Tasks.
A. Decide whether each statement below agrees with the political scandals text. For each, answer yes or no and quote the words of the text that settle it.
(i) Burr was tried for treason in 1807 and acquitted.
(ii) Hamilton was the one who challenged Burr to the duel.
(iii) The author presents the page as original research.
B. Write out the stretch of the political scandals text from "Burr, a revolutionary" through "for Treason (1807).", word for word.
C. Carry on the political scandals text from the point where it stops.

Provided passage.
-=-=-
FYI, This page lists a lot of US political scandals, some well-known and some less so. I was really spoiled for choice, so I picked ones that looked as if they'd throw some interesting light on history as well as on politics. I provided a bit of background for anyone who is curious. CAVEAT! None of it is original research; I've listed the sources on whom I relied (people who did the actual work). Of course a scandal is often in the eye of the beholder and you always have to consider the source. Some are more reliable than others. I just went with what I could find using google, you know?
I've given you links to sources I consulted. Thirteeners won't have time to read all these in depth, but you might find the details of a couple of them interesting.
Alexander Hamilton, an impoverished immigrant from the West Indies, rose to become a framer of the U.S. Constitution and the architect of America's political economy. Aaron Burr, grandson of the theologian Jonathan Edwards, served with distinction in the Revolutionary War and was nearly elected the nation's third president.. In 1804 they met in a duel---an honor match that changed the course of American history. (PBS; links added)
Burr, a revolutionary war hero, was the nation's third vice-president (under Thomas Jefferson). While campaigning for Governor of New York in 1804, Burr was hounded in the press by Hamilton, a bitter political rival. Eventually, Hamilton went too far, insulting Burr at a dinner party. Burr challenged him to a duel and fatally wounded him.[Aaron Burr] There's an excellent PBS film about the duel. Burr was indicted for murder in both New York and New Jersey; the scandal ended his political careerAaron Burr.
2. Aaron Burr's Trial for Treason (1807).
But wait; there's more. After his term as Jefferson's vice president ended in 1805, Burr headed south to Louisiana. No one really knows what he got up to there, but "he was accused in turns of having committed treason, of a conspiracy to steal Louisiana Purchase lands away from the United States and crown himself a King or Emperor, or of an attempt to declare an illegal war against Spanish possessions in Mexico. He was arrested and tried for treason 1807, in what probably really was "the trial of the [19th] Century." Burr---again-- was ultimately acquitted. But:
Never has an American trial produced such an impressive set of key players: The defendant--Aaron Burr, founding father, Vice President (and slayer of Alexander Hamilton in their famous duel three years earlier); The trial judge--John Marshall, Chief Justice of the United States Supreme Court (and the most important justice in history); The force behind the prosecution-- Thomas Jefferson, author of the Declaration of Independence, President of the United States,... [Douglas Linder]
If you're interested, take a look at this fascinating website, where you can read many original documents. You might also enjoy Gore Vidal's novel Burr. Burr is definitely one of history's enigmatic figures, which is why he'd be on any list I made of 13 famous historical characters I'd like to invite to dinner.
-=-=-
Extracted records.

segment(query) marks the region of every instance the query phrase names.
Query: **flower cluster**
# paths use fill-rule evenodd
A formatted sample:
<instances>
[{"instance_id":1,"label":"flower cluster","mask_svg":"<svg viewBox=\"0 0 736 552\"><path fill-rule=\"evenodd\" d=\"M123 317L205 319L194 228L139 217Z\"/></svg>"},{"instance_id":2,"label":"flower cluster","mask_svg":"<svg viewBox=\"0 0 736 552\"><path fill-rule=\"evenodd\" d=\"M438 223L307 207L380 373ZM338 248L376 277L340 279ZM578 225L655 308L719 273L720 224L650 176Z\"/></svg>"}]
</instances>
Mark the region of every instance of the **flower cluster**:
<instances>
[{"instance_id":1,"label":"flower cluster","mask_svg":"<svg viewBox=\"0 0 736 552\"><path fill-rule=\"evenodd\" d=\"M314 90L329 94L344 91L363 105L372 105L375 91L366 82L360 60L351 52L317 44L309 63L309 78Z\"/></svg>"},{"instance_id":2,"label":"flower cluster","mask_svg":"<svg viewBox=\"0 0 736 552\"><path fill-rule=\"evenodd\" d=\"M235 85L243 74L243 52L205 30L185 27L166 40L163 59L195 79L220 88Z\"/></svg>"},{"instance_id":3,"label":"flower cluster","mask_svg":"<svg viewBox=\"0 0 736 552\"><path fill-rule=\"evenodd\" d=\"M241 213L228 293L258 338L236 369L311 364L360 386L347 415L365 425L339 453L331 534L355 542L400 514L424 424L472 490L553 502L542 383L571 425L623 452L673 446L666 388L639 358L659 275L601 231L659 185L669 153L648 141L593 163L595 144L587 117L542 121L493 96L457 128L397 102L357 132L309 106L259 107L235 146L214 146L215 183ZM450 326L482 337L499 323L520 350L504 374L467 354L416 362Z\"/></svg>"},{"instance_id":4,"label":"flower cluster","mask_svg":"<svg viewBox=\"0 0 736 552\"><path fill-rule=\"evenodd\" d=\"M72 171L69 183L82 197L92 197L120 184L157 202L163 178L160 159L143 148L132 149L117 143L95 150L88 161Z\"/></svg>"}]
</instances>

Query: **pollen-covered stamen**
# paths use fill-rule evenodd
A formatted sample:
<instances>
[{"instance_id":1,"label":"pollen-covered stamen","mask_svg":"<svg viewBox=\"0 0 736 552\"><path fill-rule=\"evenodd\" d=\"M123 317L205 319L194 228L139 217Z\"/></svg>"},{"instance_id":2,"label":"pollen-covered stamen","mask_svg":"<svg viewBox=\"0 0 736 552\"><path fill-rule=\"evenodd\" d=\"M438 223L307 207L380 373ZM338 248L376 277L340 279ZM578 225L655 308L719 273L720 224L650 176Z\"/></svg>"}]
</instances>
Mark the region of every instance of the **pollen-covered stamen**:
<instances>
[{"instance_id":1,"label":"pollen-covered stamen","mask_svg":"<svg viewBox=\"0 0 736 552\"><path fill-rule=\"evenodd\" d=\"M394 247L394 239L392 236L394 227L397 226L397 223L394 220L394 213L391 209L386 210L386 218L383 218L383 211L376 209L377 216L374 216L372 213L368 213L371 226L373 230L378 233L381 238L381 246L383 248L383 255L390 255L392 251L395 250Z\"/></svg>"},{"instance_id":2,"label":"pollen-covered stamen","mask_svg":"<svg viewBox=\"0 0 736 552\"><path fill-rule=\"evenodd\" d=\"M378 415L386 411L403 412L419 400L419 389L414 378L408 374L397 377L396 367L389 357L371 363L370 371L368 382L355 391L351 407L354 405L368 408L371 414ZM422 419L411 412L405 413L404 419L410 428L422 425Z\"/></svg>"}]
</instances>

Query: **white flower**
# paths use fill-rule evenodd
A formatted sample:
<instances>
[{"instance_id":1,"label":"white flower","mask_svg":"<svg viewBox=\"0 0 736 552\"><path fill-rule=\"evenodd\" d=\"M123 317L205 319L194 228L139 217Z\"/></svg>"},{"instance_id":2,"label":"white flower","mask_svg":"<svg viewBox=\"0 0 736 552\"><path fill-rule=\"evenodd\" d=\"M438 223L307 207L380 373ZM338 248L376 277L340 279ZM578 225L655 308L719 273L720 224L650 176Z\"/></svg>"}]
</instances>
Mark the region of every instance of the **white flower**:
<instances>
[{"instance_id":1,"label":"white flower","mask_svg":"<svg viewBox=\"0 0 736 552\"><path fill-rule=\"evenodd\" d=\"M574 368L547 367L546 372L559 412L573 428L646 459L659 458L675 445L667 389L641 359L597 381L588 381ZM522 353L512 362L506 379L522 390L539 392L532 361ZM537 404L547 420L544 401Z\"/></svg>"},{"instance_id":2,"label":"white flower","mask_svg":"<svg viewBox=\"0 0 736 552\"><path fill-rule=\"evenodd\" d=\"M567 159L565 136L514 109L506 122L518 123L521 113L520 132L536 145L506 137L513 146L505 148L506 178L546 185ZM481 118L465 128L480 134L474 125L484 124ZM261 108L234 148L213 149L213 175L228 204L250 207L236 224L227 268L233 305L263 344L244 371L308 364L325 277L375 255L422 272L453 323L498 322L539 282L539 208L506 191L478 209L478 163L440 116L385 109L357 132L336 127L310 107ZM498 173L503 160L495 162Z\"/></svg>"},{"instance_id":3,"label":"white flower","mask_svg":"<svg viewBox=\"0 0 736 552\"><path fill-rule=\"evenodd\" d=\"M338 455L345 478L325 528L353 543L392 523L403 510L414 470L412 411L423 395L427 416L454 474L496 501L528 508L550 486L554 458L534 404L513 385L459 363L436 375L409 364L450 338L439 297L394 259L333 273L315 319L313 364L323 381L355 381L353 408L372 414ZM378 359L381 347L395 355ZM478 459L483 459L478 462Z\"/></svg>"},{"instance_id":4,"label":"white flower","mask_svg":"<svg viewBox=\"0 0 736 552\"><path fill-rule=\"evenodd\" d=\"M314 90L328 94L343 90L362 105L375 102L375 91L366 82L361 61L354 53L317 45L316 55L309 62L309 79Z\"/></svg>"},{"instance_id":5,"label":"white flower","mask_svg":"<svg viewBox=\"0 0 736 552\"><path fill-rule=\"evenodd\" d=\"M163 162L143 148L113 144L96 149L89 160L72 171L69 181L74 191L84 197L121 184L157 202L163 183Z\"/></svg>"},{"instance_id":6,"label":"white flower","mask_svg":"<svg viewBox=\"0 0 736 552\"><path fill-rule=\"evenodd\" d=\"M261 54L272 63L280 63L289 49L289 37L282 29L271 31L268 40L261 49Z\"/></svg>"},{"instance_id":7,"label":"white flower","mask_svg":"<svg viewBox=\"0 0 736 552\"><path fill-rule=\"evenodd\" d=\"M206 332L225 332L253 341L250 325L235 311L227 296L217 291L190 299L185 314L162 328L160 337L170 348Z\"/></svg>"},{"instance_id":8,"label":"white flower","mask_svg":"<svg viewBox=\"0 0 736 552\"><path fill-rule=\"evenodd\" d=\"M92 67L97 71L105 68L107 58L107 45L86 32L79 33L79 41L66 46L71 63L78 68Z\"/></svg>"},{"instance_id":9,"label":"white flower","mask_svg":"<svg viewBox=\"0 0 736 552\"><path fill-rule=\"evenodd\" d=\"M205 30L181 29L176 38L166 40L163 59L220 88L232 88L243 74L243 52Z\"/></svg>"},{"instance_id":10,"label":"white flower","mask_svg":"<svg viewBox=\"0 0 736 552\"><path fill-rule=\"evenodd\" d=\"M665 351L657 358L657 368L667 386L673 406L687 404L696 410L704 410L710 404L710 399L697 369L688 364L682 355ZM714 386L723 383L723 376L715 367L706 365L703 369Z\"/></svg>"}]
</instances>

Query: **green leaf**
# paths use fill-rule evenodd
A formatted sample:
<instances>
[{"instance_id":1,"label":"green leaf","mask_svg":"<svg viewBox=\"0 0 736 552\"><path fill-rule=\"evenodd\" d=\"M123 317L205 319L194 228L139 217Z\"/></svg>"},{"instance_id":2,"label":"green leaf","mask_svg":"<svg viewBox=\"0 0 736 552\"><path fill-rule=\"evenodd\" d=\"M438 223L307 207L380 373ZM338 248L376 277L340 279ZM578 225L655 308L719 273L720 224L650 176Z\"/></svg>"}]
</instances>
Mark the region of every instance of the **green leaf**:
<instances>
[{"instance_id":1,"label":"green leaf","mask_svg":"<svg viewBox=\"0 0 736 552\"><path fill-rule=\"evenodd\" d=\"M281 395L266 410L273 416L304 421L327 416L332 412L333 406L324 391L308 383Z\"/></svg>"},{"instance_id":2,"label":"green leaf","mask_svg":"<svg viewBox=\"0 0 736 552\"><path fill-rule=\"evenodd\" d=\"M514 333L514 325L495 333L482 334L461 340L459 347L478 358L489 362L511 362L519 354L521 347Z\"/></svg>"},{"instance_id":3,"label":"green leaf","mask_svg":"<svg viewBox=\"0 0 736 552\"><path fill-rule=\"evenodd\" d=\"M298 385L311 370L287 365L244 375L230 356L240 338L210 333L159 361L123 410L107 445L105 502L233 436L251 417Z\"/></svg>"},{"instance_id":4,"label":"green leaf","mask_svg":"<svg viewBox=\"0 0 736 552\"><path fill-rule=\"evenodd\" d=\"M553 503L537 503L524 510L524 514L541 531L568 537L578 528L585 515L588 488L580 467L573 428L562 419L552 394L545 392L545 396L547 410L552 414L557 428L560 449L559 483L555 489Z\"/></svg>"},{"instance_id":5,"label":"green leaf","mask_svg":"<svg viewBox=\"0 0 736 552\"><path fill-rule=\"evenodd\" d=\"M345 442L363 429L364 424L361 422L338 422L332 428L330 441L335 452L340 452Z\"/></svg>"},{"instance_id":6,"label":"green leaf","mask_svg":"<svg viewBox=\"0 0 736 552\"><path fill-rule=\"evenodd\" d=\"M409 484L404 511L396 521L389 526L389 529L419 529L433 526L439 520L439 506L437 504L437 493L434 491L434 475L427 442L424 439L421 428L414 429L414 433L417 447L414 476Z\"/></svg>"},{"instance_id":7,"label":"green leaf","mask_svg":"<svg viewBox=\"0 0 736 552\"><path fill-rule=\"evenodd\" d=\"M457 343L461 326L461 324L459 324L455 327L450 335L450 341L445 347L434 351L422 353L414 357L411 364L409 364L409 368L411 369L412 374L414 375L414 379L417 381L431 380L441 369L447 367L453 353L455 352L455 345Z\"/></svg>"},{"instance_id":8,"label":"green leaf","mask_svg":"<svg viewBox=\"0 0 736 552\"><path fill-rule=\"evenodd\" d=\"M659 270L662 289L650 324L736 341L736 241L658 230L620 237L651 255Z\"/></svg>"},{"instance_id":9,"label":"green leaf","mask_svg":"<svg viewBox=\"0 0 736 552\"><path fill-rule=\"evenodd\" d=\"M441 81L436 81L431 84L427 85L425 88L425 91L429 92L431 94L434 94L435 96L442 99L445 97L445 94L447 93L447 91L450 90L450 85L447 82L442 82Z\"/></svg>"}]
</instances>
-=-=-
Answers for this exercise.
A.
(i) Yes: "He was arrested and tried for treason 1807" and "Burr---again-- was ultimately acquitted."
(ii) No: "Burr challenged him to a duel and fatally wounded him."
(iii) No: "None of it is original research"

B.
Burr, a revolutionary war hero, was the nation's third vice-president (under Thomas Jefferson). While campaigning for Governor of New York in 1804, Burr was hounded in the press by Hamilton, a bitter political rival. Eventually, Hamilton went too far, insulting Burr at a dinner party. Burr challenged him to a duel and fatally wounded him.[Aaron Burr] There's an excellent PBS film about the duel. Burr was indicted for murder in both New York and New Jersey; the scandal ended his political careerAaron Burr.
2. Aaron Burr's Trial for Treason (1807).

C.
3. The Petticoat Affair [an early American sex scandal, showing that wives didn't always keep in the background prior to the sixties!] (1831)
The "vivacious" widow Peggy O'Neill lost her husband, Mr. Timberlake, to suicide, reportedly because of his wife's affair with Andrew Jackson's Secretary of War, John Henry Eaton, whom she subsequently married. [ Petticoat Affair] The wives of the other cabinet members---led by the wife of John C. Calhoun, the then vice president-- formed a coalition against the widow. Jackson took the Eatons' part, partly because he and his own wife had endured a scandal of their own---but his wife was on the side of the Calhouns.[Petticoat Affair]
The scandal ended with the resignation of a number of the men in his cabinet. Because their wives made them, I like to think. [Petticoat Affair; Andrew Jackson: The Petticoat Affair] You can read the fascinating details here.
4. The Whiskey Ring Scandal (1875).
This was only one of several scandals that plagued the administration of President Ulysses S. Grant; this just happens to be one of my favorites. Because federal liquor taxes had been raised to pay the cost of the Civil War, a group of whiskey distillers successfully bribed government officials in the Department of the Treasury, ending in the conviction of more than 100. [Grant Administration scandals] The scam was centered in St. Louis ring, which was headed by John McDonald, Grant's crony and the Treasury Department’s supervisor of internal revenue.[Harpweek] Some of the money they received was contributed to Republican campaigns, "but most was pocketed by the ring members for personal use. In an obvious attempt to fend off administration inquiries, McDonald gave expensive gifts to Orville Babcock, Grant’s personal secretary and close friend. McDonald also later testified to giving the president lavish gifts, but the claim was not proven in court." [Harpweek]
The Secretary of the Treasury initiated the investigation. "Grant, much to his discredit, successfully shielded his private secretary, Orville E. Babcock." [Grant Administration scandals]
5. Impeachment in of Benjamin Belknap, Secretary of War for Grant  . Belknap, famous for his Washington parties and his gilded lifestyle, financed it all through "a pattern of corruption blatant even by the standards of the scandal-tarnished Grant administration." [War secretary's impeachment trial] Belknap's wife, who liked a bit of luxury, talked him into hiring an associate of Caleb Marsh's to operate a military trading post in Indian territory, a very lucrative appointment. Marsh received regular kickbacks for years. The House of Representatives voted to impeach him even though, "ust minutes before the House of Representatives was scheduled to vote on articles of impeachment, Belknap raced to the White House, handed Grant his resignation, and burst into tears." [War secretary's impeachment trial] Awww. The Senate went forward with proceedings as well, but there were not sufficient votes.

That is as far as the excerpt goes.